Work instructions:
- A) Answer these questions from the post on Colossians:
(i) What teaching role does the author say they hold?
(ii) Had Paul visited the church he wrote this letter to?
(iii) Which chapter does the post call the turning point?
- B) Reproduce the stretch of the post on Colossians from "That opening section" through "lifting Jesus higher.", word for word.

Sunday, August 7, 2022

Reading Through the Book of Colossians (My Writer’s Perspective)




As a writer, I look at what is written in the Bible through my writer’s eye to understand not just what was said—but how it was said. As an English professor, I tell my students that the structure of a text matters. Voice matters. Intention matters. I believe the same is true for the Word of God.

Reading Colossians felt like reading something layered, weighty, and intentional.

This book was short—but bold.

It was dense with theology, rich with truth, and laser-focused on one thing: Christ. This was not a letter about church drama or personal rebuke. This was a letter about who Jesus is, what He has done, and what that means for those who follow Him.

Colossians showed me Christ from a New Testament perspective that was both cosmic and close.

Paul wrote this letter to a church he had not even visited, but you would not know it by the depth of love in his tone. There was care in every line. It was the kind of tone that said, “I may not know you personally, but I know what Christ has done for you.”

From a writer’s perspective, this book was beautiful in its structure. It started high—lofty, grand, theological. It gave us Christ first. Not Christ the man walking dusty roads—but Christ the image of the invisible God, the firstborn of all creation, the One in whom all things hold together.

That opening section in chapter 1 was poetic. The writing was worship. The words were stacked like bricks of theology and praise—each phrase lifting Jesus higher.

And then, Paul brought it close.

He started connecting that cosmic Christ to personal transformation. The God who created all things is also the One who reconciles us. The One who holds the universe is the same One who holds our lives together. That shift in tone from majesty to intimacy was striking.

There was a lot of contrast in this book: death and life, old and new, earthly and heavenly, legalism and freedom. Paul used these contrasts like a master writer—pacing the letter with balance. Each comparison helped me understand what life in Christ actually looks like under the New Covenant.

One thing I appreciated: Paul did not give surface instruction. He built a full argument. He explained what we should believe before he ever told us how to behave. That order was important. He knew that transformation starts with identity—who Christ is, and who we are in Him.

The letter also took time to warn against deception—false teaching, empty philosophy, human traditions. Paul was not vague. He was protective. His tone here was pastoral. You could feel the urgency between the lines: “Do not let anyone pull you away from Christ.”

Chapter 3 was the turning point. The practical section.

Record set:
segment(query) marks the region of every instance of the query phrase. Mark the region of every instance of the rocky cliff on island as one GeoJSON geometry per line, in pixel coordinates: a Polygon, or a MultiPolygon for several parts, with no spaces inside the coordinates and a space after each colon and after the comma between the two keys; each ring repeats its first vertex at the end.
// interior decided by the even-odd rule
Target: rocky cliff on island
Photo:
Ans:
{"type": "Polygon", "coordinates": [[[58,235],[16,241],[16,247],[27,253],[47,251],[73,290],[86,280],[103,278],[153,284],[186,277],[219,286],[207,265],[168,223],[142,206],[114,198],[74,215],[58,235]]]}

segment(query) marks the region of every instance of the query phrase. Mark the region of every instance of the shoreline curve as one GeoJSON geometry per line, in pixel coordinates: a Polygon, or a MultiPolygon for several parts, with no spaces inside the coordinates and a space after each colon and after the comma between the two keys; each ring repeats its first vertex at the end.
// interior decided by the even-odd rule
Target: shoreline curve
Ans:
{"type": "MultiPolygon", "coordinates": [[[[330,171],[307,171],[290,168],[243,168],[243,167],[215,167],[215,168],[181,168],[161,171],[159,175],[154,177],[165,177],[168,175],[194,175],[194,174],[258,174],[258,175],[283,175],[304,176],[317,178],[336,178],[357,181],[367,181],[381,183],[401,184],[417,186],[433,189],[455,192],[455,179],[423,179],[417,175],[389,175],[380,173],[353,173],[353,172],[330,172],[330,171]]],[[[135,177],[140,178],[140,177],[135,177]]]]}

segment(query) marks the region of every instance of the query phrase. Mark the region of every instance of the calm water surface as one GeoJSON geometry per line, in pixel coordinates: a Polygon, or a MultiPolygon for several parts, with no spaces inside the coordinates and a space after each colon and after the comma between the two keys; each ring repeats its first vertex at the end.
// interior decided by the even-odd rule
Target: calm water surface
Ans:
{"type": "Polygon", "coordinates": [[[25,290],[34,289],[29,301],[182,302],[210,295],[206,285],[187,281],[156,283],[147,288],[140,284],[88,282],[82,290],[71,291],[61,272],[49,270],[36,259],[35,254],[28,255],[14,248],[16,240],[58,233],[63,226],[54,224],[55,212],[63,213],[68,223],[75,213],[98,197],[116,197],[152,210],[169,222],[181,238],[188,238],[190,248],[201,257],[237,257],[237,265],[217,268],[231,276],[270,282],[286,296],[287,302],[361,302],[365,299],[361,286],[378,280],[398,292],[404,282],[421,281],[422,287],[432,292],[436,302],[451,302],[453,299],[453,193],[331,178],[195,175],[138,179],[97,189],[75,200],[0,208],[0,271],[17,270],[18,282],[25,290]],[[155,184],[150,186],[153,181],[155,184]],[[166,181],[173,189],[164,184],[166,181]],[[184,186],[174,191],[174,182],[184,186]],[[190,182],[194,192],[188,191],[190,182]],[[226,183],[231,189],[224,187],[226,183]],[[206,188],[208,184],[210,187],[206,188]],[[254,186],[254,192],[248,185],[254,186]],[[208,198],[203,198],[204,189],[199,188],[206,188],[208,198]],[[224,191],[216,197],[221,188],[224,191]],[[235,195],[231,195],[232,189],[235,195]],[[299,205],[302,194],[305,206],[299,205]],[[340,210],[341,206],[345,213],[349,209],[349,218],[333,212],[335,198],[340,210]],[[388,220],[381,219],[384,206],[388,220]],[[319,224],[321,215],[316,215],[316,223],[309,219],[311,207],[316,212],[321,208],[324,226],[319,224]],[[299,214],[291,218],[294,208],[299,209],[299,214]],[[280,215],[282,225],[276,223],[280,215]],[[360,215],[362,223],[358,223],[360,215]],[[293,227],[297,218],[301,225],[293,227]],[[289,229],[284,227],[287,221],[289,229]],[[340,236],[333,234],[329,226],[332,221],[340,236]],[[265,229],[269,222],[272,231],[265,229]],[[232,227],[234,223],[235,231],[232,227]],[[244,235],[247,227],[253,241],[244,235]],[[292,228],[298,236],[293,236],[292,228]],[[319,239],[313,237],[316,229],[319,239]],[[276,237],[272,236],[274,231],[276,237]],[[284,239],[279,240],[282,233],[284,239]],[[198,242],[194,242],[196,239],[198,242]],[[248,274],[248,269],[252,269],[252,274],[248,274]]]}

Answers to the exercises:
- A)
(i) English professor
(ii) No, he had not visited it.
(iii) Chapter 3

- B)
That opening section in chapter 1 was poetic. The writing was worship. The words were stacked like bricks of theology and praise—each phrase lifting Jesus higher.